*TEXT SECTION*.

== == ==

Southern Coalition for Social Justice Files Data-Driven Partisan Gerrymandering Lawsuit

FOR IMMEDIATE RELEASE
September 22, 2016
 

Southern Coalition for Social Justice Files Data-Driven Partisan Gerrymandering Lawsuit 

Challenge adopts standard for measuring partisan advantage in redistricting

 
DURHAM, N.C. – The Southern Coalition for Social Justice and the Campaign Legal Center filed a complaint today on behalf of the League of Women Voters of North Carolina and numerous individual voters, arguing that North Carolina’s 2016 congressional redistricting plan violates the First and Fourteenth Amendments of the U.S. Constitution. League of Women Voters of North Carolina v. Rucho was filed in the U.S. District Court for the Middle District of North Carolina. North Carolina’s 2016 redistricting plan was drafted during a special legislative session after a federal three-judge panel ruled that previous maps were unconstitutional racial gerrymanders.
“The Constitution guarantees everyone’s right to participate equally in an electoral system that does not discriminate against them because of their beliefs,” said Anita Earls, executive director of the Southern Coalition for Social Justice. “It’s clear that the intent and effect of creating North Carolina’s 2016 congressional maps were to manipulate the democratic process. The result disparages voters and ensures that one party can maintain political power even when a majority of the state’s voters do not support them.”

== == ==

*PROBLEMS TO WORK ON*.
1. From the press release about the North Carolina gerrymandering lawsuit, list the organizations that filed the complaint or on whose behalf it was filed.
2. Resume the press release about the North Carolina gerrymandering lawsuit, starting after its last sentence.
You won't need the listing that comes after this point.

*AVAILABLE DATA*.
== == ==

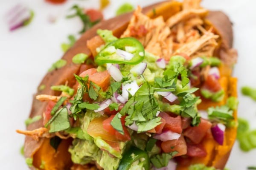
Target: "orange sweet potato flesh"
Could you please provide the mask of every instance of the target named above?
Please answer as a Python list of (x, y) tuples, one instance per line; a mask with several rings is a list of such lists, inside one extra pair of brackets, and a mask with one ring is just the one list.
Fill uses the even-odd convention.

== == ==

*RESULTS OF THE EXERCISE*.
1.
- Southern Coalition for Social Justice
- Campaign Legal Center
- League of Women Voters of North Carolina

2.
In 1986, the U.S. Supreme Court held that partisan gerrymandering claims present a legal controversy that courts could potentially resolve. However, to date, the court has not agreed on an acceptable standard to determine when a partisan gerrymander is unconstitutional. League of Women Voters of North Carolina v. Rucho offers an empirical analysis to demonstrate the extent to which an extreme gerrymander exists. That analysis is called the efficiency gap, which captures the packing and cracking among a plan’s districts in a single number.
Developed by Nicholas Stephanopoulos and Eric McGhee, the efficiency gap is the difference between the parties’ respective wasted votes in an election, divided by the total number of votes cast. Wasted votes are: (1) any vote cast for a losing candidate; and (2) votes cast for a winning candidate in excess of the number needed to win. More information about wasted votes and how efficiency gaps are calculated is below.
According to the complaint, North Carolina’s efficiency gaps in 2012 and 2014 “exhibited pro-Republican partisan biases larger than 25 percent—[] by far the worst in North Carolina’s modern history and at the far edge of the nationwide distribution.” (p. 16).
“When it comes to congressional districts, North Carolina’s are an extreme and egregious partisan gerrymander. Packing and cracking voters in districts based on their political ideology and voting history classifies voters in an invidious manner unrelated to any legitimate legislative objective,” said Gerry Hebert, Executive Director of the Campaign Legal Center. “Radical partisan gerrymandering like that in this case turns democracy on its head. For the sake of North Carolina voters and voters across our nation, this practice must come to an end. The implementation of our efficiency gap standard would go a long way in ensuring that every voter is entitled to equal protection under the law and having their voice heard.”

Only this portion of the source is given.